The crisis in Europe appears to be not as serious as it was in the middle of 2012, when it was widely believed that Greece might decide to opt out of the European Union, leading to an eventual break up of the Union. That has not happened and somehow, the Union has survived. However, every few weeks, there are reports of high-level meetings in different European cities where they meet to address a crisis either in Greece, Spain, Portugal, Italy or maybe Ireland (collectively called the PIIGS) and somehow resolve to keep the Union intact. Skeptics would call it kicking the can down the road.

The fear all along has been that a break up of the European Union would lead to a major turmoil in the global markets. Thus stronger countries like Germany prop up the weaker countries and profess that they do not wish the Union to break up. One wonders how long this can continue – so what if you turn the problem around, and ponder if it makes more sense for the strongest link to quit the Union? Yes, outrageous as it may appear, it is worth considering whether Germany quitting the Union might turn out to be a better alternative! Let us go back a bit and see whether this proposal makes sense.

Improbable Alliance

Skeptics have for long maintained that the European Union would not last, given the vast differences in culture, lifestyle and attitudes between the North Europeans and their Southern brethrens. Before the Union, the weaker currencies of Greece, Spain, Portugal and Italy made it easier for the North Europeans with their strong currencies to spend their holidays in the warm and sunny beaches in the south. Tourism thrived in these regions, and the weaker currencies actually improved the economies of these countries. But as the push to join the European Union was stepped up towards the end of the last century, and as more countries joined the Union and the Euro became the common currency in 1999, the equation started to change. Integrating the southern European and then the East European countries into the Union was a challenge, but the stable world economy until 2008 allowed the integration of the Union to progress somewhat smoothly, though only one slow step at a time. But when the financial crisis erupted in 2008, this process started falling apart, and the weaker economies of the south have constantly been under threat since then.

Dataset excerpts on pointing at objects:

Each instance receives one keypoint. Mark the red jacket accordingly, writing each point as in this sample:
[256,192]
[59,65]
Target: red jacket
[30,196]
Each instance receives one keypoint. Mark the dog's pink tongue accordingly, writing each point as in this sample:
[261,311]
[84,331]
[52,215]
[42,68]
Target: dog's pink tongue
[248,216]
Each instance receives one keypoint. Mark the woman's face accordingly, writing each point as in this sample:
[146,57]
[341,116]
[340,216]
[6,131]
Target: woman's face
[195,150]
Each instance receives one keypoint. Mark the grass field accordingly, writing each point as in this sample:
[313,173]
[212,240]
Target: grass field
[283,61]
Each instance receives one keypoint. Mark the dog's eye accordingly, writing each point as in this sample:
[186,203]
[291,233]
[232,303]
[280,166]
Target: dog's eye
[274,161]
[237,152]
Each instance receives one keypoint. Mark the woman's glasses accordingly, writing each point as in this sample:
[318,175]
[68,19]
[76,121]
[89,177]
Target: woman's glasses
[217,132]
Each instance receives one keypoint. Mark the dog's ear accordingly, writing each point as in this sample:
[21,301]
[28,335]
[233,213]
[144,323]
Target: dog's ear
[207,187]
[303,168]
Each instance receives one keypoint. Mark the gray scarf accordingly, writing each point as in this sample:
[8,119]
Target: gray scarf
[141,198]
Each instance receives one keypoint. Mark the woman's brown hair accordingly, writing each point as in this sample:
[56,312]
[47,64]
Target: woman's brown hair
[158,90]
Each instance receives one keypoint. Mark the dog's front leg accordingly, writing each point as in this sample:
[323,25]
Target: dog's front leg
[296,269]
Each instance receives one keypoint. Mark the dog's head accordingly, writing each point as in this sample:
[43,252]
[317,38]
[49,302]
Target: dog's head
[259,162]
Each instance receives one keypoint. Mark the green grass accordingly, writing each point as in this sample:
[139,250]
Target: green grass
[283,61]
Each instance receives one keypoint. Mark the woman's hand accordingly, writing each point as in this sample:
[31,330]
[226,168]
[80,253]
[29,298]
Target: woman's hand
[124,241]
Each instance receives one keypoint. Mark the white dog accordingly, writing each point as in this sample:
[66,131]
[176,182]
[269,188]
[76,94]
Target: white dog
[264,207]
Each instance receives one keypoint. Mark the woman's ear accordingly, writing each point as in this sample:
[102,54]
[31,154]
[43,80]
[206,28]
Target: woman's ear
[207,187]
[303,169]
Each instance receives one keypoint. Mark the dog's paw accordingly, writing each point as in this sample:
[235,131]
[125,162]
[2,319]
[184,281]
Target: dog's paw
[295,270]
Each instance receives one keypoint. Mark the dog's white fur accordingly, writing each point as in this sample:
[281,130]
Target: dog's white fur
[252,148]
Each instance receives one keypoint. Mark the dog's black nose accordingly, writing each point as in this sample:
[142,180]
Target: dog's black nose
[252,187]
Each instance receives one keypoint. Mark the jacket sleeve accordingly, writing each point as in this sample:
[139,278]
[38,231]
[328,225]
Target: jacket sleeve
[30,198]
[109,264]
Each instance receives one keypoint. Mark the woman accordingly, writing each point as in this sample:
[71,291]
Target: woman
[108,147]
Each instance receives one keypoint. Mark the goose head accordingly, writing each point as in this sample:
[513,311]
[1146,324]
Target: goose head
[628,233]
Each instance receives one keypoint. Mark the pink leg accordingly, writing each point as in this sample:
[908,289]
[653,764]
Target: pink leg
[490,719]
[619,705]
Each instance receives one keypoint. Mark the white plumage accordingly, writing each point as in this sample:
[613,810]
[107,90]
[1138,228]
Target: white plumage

> _Tasks for this exercise_:
1. For each statement, decide whether it agrees with the passage on the European Union crisis. Answer yes or no, and quote the words of the passage that settle it. (a) The Euro became the common currency in 1999. (b) Greece opted out of the European Union after the middle of 2012. (c) Before the Union, the weaker currencies of Greece, Spain, Portugal and Italy hurt those countries' economies.
2. Continue the passage on the European Union crisis from its final sentence.

> _Answer set_:
1.
(a) Yes: "the Euro became the common currency in 1999."
(b) No: "That has not happened and somehow, the Union has survived."
(c) No: "the weaker currencies actually improved the economies of these countries."

2.
The stronger partner in the Union

The size of the population and GDP of the other North Europeans countries pales in comparison to Germany, undoubtedly the powerhouse of the Union. German Chancellor Angela Merkel says she is committed to holding the union together, but the cost of maintaining the Euro is high, and it appears many Germans have lost the appetite to continue writing checks to pay the debts of Greece and the other countries. So let us examine the scenarios in the event of a break up.

Scenario I – Greece exits the Euro

As has been widely expected, if Greece quits the Union, there would undoubtedly be problems in the short run, and Greeks would have their savings considerably eroded. They would switch back to their own currency the Drachma, which would be very weak. But the weaker currency would make Greece a tourist attraction, something that the country has had a reputation for in the past and would certainly be in the future. No matter which way they go, they cannot escape initial hardships, but this route could work out well for the country in the long run. In all likelihood, some other countries would follow suit.

Scenario II – Germany exits the Euro

Now this gets interesting, as one needs to think outside the box. Germans have the capacity to accomplish a swift exit from the Euro before the market panics (which is bound to happen if Greece exits). Without the powerhouse that is Germany, the Euro would depreciate, but not below the Drachma or the currency of any other country that may later exit. Without the Germans, why would Greece and the other weaker countries even need to leave the Euro zone? The depreciated Euro would find its level of competitiveness and despite a short-term turmoil (that seems unavoidable, no matter what course is adopted), the European Union would likely be stronger in the long run.

And what happens to Germany, if they were to exit? They would also switch back to the Deutsche Mark, which would undoubtedly be stronger than the Euro. The strong Deutsche Mark would make it tough for them to export, but the Germans would figure out how to be competitive – haven’t they done it so many times in the past? Actually, the Germans might prefer this option rather than continuing to write checks to maintain the current Euro zone. Now that may be the time to bring out the Beer and the Bratwurst…!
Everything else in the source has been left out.